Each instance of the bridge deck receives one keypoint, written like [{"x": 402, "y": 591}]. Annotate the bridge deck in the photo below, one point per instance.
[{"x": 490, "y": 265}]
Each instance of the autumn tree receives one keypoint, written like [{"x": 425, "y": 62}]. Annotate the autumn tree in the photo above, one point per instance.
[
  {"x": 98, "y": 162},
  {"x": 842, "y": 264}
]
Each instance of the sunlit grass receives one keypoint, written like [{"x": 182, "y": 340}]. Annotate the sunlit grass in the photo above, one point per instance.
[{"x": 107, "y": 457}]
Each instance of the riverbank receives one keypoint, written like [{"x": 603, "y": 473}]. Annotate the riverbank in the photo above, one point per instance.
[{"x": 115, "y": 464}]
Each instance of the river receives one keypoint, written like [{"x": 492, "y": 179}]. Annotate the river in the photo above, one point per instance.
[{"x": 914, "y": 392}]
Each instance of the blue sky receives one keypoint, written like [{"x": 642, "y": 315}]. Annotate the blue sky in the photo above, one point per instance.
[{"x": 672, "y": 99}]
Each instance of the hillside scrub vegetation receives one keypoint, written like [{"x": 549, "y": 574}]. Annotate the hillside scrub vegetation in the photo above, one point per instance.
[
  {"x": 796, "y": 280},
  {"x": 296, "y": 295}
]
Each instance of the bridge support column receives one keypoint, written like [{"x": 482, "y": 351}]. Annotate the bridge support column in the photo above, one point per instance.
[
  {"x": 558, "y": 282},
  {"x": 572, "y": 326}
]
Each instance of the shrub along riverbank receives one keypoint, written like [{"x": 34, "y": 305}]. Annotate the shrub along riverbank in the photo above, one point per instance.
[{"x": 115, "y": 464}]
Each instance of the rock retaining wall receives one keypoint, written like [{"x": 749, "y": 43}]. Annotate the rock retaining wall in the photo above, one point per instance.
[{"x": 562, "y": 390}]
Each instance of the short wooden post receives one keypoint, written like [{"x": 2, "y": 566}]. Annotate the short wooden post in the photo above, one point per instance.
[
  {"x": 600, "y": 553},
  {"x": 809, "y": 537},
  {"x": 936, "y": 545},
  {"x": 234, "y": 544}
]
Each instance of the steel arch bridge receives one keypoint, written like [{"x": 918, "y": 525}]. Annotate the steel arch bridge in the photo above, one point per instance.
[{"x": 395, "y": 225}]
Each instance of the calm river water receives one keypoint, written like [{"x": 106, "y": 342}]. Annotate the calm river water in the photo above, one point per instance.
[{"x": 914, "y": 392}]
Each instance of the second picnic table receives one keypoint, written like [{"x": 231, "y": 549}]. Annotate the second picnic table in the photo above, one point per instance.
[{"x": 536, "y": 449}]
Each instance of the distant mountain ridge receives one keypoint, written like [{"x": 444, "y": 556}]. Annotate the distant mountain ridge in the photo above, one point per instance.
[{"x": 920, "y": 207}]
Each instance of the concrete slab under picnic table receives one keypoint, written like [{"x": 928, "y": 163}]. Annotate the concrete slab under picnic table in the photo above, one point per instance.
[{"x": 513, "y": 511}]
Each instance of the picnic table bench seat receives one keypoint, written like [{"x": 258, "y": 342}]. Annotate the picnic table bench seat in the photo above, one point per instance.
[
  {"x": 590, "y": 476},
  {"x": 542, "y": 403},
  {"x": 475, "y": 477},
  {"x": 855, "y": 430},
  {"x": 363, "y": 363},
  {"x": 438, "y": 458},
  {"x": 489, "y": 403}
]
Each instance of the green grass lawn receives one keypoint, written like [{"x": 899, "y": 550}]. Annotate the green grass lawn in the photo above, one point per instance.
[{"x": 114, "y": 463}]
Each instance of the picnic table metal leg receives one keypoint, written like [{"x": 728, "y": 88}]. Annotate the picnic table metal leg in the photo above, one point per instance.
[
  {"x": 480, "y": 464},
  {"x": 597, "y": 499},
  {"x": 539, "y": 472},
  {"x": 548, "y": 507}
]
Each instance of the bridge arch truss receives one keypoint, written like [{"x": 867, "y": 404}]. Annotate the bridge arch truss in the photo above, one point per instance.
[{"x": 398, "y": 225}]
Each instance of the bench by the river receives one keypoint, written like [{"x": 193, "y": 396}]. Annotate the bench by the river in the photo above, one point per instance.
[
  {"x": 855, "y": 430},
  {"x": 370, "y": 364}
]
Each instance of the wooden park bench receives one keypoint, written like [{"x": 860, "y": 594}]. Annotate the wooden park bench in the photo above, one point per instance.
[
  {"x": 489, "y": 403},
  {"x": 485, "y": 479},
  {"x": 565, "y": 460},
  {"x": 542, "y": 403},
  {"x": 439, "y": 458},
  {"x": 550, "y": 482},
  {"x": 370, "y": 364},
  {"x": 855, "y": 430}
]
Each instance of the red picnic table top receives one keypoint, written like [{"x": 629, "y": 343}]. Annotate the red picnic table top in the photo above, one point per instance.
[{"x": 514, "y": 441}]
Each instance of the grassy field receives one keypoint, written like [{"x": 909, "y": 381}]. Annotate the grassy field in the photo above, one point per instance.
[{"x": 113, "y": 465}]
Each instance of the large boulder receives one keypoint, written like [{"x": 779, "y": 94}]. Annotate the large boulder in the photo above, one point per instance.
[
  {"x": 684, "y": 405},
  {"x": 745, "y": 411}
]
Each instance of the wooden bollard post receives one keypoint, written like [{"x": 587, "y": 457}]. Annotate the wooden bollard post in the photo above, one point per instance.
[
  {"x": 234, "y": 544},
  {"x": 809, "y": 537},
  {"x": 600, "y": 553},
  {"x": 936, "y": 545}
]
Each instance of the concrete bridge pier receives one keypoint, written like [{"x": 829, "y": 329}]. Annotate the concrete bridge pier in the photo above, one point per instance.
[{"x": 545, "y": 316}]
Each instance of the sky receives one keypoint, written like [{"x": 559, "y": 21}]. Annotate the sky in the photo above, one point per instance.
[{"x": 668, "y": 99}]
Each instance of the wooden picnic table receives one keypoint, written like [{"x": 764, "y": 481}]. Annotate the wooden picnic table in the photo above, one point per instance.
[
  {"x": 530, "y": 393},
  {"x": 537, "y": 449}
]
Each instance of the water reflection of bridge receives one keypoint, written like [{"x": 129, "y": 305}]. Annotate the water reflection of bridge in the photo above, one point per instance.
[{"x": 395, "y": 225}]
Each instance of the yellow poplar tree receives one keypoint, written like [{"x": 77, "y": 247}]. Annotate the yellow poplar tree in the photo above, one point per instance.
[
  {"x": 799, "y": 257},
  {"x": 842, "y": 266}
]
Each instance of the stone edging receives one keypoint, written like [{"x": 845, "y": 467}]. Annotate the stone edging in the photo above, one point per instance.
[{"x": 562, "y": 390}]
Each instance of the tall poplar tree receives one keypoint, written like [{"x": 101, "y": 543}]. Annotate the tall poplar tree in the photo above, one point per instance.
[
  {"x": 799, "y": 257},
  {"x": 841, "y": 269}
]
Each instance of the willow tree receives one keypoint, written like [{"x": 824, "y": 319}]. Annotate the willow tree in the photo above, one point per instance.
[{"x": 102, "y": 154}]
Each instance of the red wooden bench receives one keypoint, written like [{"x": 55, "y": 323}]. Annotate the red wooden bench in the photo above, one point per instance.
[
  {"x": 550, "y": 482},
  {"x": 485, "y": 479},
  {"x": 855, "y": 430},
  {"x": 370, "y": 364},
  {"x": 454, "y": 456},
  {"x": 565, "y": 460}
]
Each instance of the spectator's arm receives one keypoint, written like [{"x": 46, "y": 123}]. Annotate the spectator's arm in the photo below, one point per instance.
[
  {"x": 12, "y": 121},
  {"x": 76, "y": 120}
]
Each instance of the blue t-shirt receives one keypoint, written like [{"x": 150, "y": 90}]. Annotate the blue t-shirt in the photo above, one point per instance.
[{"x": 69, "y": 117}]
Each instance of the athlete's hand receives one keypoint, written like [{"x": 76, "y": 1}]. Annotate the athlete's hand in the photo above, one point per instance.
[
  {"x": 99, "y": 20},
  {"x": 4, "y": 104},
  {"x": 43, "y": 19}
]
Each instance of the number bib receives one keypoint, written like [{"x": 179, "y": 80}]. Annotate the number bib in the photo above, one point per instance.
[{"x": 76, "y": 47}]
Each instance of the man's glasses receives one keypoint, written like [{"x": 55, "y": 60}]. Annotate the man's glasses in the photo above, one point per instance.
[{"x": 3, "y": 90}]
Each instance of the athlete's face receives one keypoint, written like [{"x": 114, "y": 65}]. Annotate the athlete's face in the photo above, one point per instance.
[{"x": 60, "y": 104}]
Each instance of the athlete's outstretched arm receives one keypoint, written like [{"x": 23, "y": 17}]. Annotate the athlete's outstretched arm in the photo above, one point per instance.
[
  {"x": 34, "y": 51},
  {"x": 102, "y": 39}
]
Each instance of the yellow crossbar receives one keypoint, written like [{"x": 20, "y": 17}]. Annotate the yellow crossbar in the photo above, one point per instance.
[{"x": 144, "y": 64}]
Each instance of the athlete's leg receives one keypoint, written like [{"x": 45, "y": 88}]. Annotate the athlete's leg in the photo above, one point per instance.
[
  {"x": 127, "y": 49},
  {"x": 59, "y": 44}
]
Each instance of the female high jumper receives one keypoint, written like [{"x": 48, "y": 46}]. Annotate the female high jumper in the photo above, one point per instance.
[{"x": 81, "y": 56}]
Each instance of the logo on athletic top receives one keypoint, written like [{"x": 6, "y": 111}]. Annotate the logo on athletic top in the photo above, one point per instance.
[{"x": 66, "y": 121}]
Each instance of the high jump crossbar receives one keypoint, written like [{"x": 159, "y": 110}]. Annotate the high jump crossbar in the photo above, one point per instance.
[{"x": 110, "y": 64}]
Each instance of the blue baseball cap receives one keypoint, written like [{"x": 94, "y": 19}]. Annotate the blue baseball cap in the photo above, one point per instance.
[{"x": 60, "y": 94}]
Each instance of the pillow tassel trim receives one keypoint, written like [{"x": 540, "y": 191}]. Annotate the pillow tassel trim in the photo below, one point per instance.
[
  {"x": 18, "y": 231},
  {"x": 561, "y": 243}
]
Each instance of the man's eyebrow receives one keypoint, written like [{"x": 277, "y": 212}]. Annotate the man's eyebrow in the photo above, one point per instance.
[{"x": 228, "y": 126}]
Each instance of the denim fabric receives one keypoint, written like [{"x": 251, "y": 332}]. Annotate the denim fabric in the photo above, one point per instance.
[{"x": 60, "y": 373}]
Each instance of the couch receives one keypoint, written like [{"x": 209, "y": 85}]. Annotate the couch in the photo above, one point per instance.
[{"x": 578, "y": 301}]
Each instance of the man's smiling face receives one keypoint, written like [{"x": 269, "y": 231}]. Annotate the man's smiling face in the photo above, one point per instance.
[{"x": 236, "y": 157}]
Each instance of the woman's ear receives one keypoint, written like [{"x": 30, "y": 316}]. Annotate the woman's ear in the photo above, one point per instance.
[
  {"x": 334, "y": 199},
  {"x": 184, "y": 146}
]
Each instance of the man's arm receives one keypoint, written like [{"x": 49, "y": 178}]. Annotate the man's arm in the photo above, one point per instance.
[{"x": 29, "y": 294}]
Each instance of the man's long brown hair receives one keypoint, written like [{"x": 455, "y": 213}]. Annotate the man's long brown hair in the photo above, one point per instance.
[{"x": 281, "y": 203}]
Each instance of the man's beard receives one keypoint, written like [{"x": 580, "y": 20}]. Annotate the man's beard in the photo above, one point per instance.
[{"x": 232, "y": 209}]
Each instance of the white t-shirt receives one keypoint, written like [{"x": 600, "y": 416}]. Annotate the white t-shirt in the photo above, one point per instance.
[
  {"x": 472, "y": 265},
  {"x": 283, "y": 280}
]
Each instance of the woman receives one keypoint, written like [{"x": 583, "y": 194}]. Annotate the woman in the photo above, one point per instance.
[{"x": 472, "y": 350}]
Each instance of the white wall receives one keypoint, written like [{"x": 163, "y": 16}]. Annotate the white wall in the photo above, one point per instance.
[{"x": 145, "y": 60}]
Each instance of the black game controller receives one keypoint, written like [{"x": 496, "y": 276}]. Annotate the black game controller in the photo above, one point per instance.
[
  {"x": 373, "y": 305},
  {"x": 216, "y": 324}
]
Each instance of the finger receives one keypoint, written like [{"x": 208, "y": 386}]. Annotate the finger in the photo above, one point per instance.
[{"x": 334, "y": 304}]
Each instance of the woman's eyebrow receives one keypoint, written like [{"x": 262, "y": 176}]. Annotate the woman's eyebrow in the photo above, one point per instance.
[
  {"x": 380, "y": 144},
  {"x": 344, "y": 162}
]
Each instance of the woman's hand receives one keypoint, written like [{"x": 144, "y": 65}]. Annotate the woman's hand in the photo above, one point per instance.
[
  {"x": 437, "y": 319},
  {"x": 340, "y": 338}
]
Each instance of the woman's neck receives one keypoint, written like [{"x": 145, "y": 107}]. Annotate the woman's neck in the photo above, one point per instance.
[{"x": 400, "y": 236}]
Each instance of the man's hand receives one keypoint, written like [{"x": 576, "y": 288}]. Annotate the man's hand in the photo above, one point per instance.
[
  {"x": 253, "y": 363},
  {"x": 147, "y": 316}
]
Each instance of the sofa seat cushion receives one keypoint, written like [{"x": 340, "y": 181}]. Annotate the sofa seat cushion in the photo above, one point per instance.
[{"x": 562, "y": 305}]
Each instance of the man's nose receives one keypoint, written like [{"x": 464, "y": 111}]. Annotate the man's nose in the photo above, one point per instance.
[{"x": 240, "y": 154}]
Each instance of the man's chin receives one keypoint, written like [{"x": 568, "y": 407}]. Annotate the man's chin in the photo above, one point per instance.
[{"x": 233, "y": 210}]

★ ★ ★ ★ ★

§ Written request
From the line with "Each instance of the man's hand" to the last line of the material, give every line again exactly, and only those lines.

§ Complete response
Each instance of the man's hand receives one keypoint, written like [{"x": 576, "y": 288}]. Annotate the man's hand in the photo above, one point per instance.
[
  {"x": 253, "y": 363},
  {"x": 147, "y": 316}
]
Each instance of the sofa seat cushion receives one keypoint, written like [{"x": 340, "y": 181}]. Annotate the sofa seat cushion in the photo above, one point per instance.
[{"x": 562, "y": 305}]
Each instance of the man's nose receives one keypoint, written like [{"x": 464, "y": 111}]. Annotate the man's nose in the photo above, one point per instance.
[{"x": 240, "y": 154}]
Each instance of the man's chin receives one keypoint, written like [{"x": 568, "y": 407}]. Annotate the man's chin in the photo above, one point per instance.
[{"x": 233, "y": 210}]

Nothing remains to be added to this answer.